--- RECORDS FOR PROCESSING ---

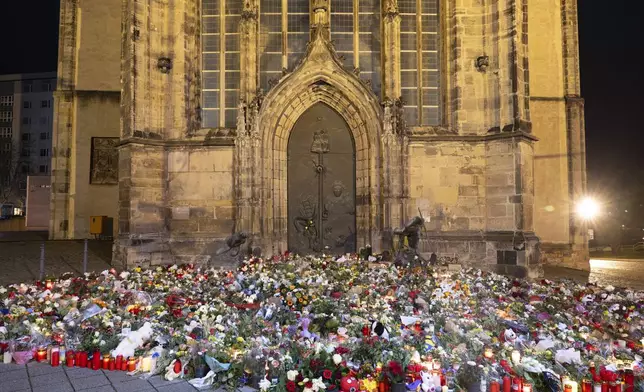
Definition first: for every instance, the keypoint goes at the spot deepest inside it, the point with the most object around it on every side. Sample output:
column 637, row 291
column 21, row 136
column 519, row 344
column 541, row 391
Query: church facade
column 321, row 126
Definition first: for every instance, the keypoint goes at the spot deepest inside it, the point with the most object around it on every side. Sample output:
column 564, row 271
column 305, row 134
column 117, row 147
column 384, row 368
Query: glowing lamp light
column 588, row 209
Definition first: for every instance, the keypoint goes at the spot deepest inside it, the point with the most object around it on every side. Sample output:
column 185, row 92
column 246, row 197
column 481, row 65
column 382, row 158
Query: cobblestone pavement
column 20, row 260
column 39, row 377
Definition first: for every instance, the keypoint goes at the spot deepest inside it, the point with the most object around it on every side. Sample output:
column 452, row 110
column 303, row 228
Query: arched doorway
column 321, row 185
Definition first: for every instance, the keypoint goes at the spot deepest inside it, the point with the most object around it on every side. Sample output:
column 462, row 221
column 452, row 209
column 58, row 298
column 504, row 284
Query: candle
column 69, row 359
column 146, row 364
column 507, row 384
column 96, row 360
column 516, row 357
column 55, row 358
column 131, row 364
column 41, row 355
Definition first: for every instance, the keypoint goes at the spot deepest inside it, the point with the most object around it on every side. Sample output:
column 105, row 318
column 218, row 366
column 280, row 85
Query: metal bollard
column 85, row 257
column 42, row 261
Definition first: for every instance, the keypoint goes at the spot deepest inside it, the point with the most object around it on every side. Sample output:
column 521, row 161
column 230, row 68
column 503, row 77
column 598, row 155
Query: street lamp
column 587, row 209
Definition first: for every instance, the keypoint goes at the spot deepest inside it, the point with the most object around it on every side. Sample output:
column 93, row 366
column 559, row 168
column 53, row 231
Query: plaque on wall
column 104, row 161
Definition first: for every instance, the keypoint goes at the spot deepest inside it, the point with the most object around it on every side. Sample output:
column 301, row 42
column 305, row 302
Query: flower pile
column 312, row 324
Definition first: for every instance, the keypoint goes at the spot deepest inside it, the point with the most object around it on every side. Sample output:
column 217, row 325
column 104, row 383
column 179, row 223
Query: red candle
column 507, row 384
column 55, row 358
column 41, row 355
column 81, row 359
column 629, row 381
column 131, row 364
column 96, row 360
column 69, row 359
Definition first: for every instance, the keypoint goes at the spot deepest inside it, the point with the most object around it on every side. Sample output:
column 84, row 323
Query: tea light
column 516, row 357
column 41, row 355
column 55, row 358
column 131, row 364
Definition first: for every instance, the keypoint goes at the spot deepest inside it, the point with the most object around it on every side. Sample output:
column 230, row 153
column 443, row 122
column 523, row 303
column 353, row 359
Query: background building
column 470, row 114
column 26, row 114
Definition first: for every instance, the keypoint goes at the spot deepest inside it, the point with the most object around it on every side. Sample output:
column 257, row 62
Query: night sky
column 612, row 82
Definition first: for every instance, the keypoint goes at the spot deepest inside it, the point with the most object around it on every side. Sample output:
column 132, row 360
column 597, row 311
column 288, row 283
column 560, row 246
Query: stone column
column 160, row 95
column 576, row 133
column 59, row 225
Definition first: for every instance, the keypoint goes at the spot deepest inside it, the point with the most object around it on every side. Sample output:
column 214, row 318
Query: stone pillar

---

WHAT THE TASK REQUIRES
Every record above should be set down exactly, with the pictures left out.

TASK RESULT
Definition first: for every instance, the keypoint goes at the spot deepest inside it, the point with the most object around it on every side. Sample output:
column 637, row 291
column 21, row 136
column 519, row 344
column 541, row 391
Query: church facade
column 321, row 126
Definition first: for every instance, the keypoint goes at the spot deepest inside it, the point with the most object around it on every side. Sample output:
column 564, row 271
column 305, row 134
column 117, row 147
column 384, row 368
Query: glowing lamp light
column 588, row 209
Definition first: for every instance, the keypoint goes at the spot deepest inside it, the point with the most object around it on every side. Sample output:
column 185, row 92
column 246, row 197
column 481, row 65
column 382, row 158
Query: cobblestone pavement
column 20, row 260
column 39, row 377
Definition first: for every instance, the keypoint goes at the spot deepest inside it, the point with the most object around it on every side. Sample output:
column 452, row 110
column 303, row 228
Query: arched doorway
column 321, row 185
Definition first: for every instance, the keypoint goes at the spot deepest inside it, the point with the most object around it on every side. Sample output:
column 462, row 221
column 452, row 209
column 58, row 298
column 504, row 284
Query: candle
column 69, row 359
column 146, row 364
column 507, row 384
column 96, row 360
column 516, row 357
column 55, row 358
column 131, row 364
column 41, row 355
Definition first: for every instance, the keypoint goes at the spot deepest inside it, the point with the most object around it on every side. Sample output:
column 105, row 318
column 218, row 366
column 280, row 85
Query: metal bollard
column 85, row 257
column 42, row 261
Definition first: for every instance, the keypoint goes at the spot deepest inside it, the point with the most object around it on every side. Sample output:
column 521, row 161
column 230, row 68
column 503, row 77
column 598, row 155
Query: street lamp
column 587, row 209
Definition first: for every instance, the keypoint goes at the spot deepest inside it, the point with the most object around it on every side. Sample output:
column 93, row 366
column 559, row 168
column 53, row 231
Query: plaque on wall
column 104, row 161
Definition first: for every instance, the keypoint goes at the spot deepest inside it, the point with the most object around it on every side. Sample output:
column 301, row 42
column 305, row 302
Query: flower pile
column 312, row 324
Definition first: for every instance, the keypoint goes at the spot deepest inside it, the point with the most object around it on every side. Sample output:
column 217, row 325
column 104, row 383
column 179, row 223
Query: red candle
column 507, row 384
column 55, row 358
column 41, row 355
column 81, row 359
column 629, row 381
column 131, row 364
column 96, row 360
column 69, row 359
Definition first: for every instance, the keypoint goes at the spot deepest inside it, the point with the most object around it on every side. Sample output:
column 84, row 323
Query: tea light
column 516, row 357
column 41, row 355
column 55, row 358
column 131, row 364
Definition first: for every instance, the keypoint goes at the spot deepest inside it, the point with the most object around it on every side. Sample output:
column 230, row 153
column 443, row 122
column 523, row 303
column 353, row 359
Query: background building
column 470, row 114
column 26, row 114
Definition first: for every instance, the keypoint goes at the spot deepest inside it, the point with the most object around it on every side. Sample output:
column 257, row 62
Query: night sky
column 612, row 82
Definition first: for every instance, the keypoint goes at the spot deepest inside it, the point with the most object around it on every side. Sample output:
column 132, row 360
column 597, row 311
column 288, row 283
column 560, row 246
Query: stone column
column 160, row 95
column 576, row 133
column 59, row 225
Definition first: for every instance, the keypoint goes at the spot deepest inside it, the point with the most object around it on every side. Sample output:
column 214, row 318
Query: stone pillar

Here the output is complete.